Given request A -
Name every example of external failure costs that the table in the quality costs article lists.
Given request B -
Summarize the quality costs article in two sentences.
Given request C -
Write the next passage of the quality costs article, starting after its final sentence.

Selected excerpt -
BEGIN

= Quality costs =

In process improvement efforts, quality costs or cost of quality (sometimes abbreviated CoQ or COQ) is a means to quantify the total cost of quality-related efforts and deficiencies. It was first described by Armand V. Feigenbaum in a 1956 Harvard Business Review article.

Prior to its introduction, the general perception was that higher quality requires higher costs, either by buying better materials or machines or by hiring more labor. Furthermore, while cost accounting had evolved to categorize financial transactions into revenues, expenses, and changes in shareholder equity, it had not attempted to categorize costs relevant to quality, which is especially important given that most people involved in manufacturing never set hands on the product. By classifying quality-related entries from a company's general ledger, management and quality practitioners can evaluate investments in quality based on cost improvement and profit enhancement.

==Definitions==
Feigenbaum defined the following quality cost areas:

| Cost area |  | Description | Examples |
| Costs of control (Costs of conformance) | Prevention costs | Arise from efforts to keep defects from occurring at all | Quality planning; Statistical process control; Investment in quality-related information systems; Quality training and workforce development; Product-design verification; Systems development and management; |
| Appraisal costs | Arise from detecting defects via inspection, test, audit | Test and inspection of purchased materials; Acceptance testing; Inspection; Testing; Checking labor; Setup for test or inspection; Test and inspection equipment; Quality audits; Field testing; |
| Costs of failure of control (Costs of non-conformance) | Internal failure costs | Arise from defects caught internally and dealt with by discarding or repairing the defective items | Scrap; Rework; Material procurement costs; |
| External failure costs | Arise from defects that actually reach customers | Complaints in warranty; Complaints out of warranty; Product service; Product liability; Product recall; Loss of reputation; |

The central theme of quality improvement is that larger investments in prevention drive even larger savings in quality-related failures and appraisal efforts. Feigenbaum's categorization allows the organization to verify this for itself. When confronted with mounting numbers of defects, organizations typically react by throwing more and more people into inspection roles. But inspection is never completely effective, so appraisal costs stay high as long as the failure costs stay high. The only way out of the predicament is to establish the "right" amount of prevention.

END

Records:
BEGIN

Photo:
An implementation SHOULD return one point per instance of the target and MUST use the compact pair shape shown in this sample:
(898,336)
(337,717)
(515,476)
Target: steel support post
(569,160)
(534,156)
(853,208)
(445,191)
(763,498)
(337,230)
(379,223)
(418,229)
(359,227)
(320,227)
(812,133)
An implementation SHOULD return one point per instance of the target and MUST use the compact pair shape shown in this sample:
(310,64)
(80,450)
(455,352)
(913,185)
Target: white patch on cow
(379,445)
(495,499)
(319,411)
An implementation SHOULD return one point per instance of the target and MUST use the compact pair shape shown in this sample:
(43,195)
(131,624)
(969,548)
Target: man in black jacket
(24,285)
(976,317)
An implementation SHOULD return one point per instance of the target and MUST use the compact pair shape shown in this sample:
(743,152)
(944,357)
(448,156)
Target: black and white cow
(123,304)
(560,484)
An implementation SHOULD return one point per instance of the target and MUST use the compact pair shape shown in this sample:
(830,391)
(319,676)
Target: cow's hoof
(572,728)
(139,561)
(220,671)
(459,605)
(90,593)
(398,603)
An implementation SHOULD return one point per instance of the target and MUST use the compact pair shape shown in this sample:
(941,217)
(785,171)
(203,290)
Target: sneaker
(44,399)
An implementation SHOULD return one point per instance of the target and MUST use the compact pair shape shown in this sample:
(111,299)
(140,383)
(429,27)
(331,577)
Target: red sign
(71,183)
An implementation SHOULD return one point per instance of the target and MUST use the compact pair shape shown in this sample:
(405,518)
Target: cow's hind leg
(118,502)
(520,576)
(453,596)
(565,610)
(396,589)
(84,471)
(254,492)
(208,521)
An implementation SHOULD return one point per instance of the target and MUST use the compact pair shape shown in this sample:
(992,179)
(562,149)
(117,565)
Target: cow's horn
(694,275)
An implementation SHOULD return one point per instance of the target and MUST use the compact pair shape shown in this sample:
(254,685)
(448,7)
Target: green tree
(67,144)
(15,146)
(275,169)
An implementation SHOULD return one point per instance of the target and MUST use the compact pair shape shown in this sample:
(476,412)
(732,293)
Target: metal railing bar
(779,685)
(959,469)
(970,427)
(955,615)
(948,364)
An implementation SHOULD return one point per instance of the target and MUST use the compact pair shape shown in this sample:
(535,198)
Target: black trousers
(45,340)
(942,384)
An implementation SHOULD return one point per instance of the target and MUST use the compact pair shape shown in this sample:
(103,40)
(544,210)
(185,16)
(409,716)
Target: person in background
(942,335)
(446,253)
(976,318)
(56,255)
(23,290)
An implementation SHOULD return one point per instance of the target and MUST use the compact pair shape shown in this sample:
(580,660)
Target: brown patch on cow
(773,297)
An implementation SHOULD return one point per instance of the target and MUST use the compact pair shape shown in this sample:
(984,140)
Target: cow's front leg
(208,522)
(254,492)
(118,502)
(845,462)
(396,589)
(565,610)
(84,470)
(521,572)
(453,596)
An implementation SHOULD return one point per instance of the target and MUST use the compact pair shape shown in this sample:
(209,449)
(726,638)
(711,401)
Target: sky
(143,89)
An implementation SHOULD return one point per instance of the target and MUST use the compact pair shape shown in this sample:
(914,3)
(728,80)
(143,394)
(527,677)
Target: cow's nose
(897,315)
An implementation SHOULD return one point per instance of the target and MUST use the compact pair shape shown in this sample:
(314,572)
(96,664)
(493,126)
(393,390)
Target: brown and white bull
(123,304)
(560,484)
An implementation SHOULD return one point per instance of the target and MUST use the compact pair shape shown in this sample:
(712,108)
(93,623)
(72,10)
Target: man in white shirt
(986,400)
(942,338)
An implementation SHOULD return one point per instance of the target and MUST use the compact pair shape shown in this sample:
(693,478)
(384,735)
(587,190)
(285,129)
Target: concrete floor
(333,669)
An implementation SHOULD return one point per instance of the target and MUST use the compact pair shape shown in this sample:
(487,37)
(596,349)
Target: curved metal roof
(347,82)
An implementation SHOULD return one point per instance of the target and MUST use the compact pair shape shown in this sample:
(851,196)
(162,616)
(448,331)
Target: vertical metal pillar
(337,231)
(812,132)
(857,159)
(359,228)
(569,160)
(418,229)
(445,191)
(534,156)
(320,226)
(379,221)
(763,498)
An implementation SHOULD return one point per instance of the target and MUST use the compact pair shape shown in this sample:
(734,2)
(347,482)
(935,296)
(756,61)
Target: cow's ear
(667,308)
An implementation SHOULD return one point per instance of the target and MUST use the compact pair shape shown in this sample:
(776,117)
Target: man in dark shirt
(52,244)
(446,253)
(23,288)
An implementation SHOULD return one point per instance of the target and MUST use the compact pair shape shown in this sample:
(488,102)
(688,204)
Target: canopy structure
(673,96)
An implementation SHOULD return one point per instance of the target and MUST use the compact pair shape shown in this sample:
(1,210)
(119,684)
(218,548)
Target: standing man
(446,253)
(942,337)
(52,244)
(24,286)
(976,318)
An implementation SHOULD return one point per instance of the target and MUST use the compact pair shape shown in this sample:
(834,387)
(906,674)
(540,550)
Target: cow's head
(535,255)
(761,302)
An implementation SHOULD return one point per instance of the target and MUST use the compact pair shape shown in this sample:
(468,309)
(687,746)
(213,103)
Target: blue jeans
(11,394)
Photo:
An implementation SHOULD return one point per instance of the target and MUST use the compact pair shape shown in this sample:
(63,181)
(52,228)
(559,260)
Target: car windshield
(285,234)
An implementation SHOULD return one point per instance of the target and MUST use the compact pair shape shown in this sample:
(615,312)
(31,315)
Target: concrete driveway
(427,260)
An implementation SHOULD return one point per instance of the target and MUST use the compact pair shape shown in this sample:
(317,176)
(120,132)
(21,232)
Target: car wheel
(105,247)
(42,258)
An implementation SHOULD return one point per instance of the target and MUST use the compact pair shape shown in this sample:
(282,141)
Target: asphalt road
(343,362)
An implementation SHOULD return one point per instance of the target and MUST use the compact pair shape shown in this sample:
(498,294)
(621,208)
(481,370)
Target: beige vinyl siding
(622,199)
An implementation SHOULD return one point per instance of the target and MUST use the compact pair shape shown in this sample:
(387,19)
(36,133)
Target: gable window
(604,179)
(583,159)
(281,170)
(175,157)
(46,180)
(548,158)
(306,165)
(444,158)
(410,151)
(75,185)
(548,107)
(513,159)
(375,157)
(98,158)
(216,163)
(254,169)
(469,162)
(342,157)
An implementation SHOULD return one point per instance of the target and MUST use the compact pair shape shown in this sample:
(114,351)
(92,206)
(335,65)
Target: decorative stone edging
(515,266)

END

Answer A -
Complaints in warranty; complaints out of warranty; product service; product liability; product recall; loss of reputation

Answer B -
Quality costs, first described by Armand V. Feigenbaum in a 1956 Harvard Business Review article, measure the total cost of quality-related efforts and deficiencies by sorting them into prevention, appraisal, internal failure and external failure costs. The central theme is that larger investments in prevention drive even larger savings in failure and appraisal costs, and this categorization lets an organization verify that for itself.

Answer C -
Once categorized, quality costs can serve as a means to measure, analyze, budget, and predict.

Variants of the concept of quality costs include cost of poor quality and categorization based on account type, described by Joseph M. Juran.

| Cost area | Examples |
|---|---|
| Tangible costs—factory accounts | Materials scrapped or junked; Labor and burden on product scrapped or junked; Labor, materials, and burden necessary to effect repairs on salvageable product; Extra operations added because of presence of defectives; Burden arising from excess production capacity necessitated by defectives; Excess inspection costs; Investigation of causes of defects; |
| Tangible costs—sales accounts | Discount on seconds; Customer complaints; Charges to quality guarantee account; |
| Intangible costs | Delays and stoppages caused by defectives; Customer good will; Loss in morale due to friction between departments; |

ISO 9004 also accounts for "external assurance" quality costs to account for customer– or government–required certifications (e.g., for UL, RoHS, or even ISO 9000 itself).

==Reporting==
To ensure impartiality, reporting should be performed by the accounting department. Additionally, to make it more understandable to a wider audience, the total cost of quality should be reported as a percent of sales, cost of sales, cost of manufacturing, or for firms in the service industry, cost of operations.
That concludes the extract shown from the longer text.